:: EXERCISE ::
Rewrite the material below with every "Target" changed to "Find", keeping everything else the same.
####
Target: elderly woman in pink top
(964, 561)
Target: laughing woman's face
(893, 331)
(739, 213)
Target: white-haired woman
####
:: TASK RESULT ::
Find: elderly woman in pink top
(964, 561)
Find: laughing woman's face
(893, 331)
(739, 213)
Find: white-haired woman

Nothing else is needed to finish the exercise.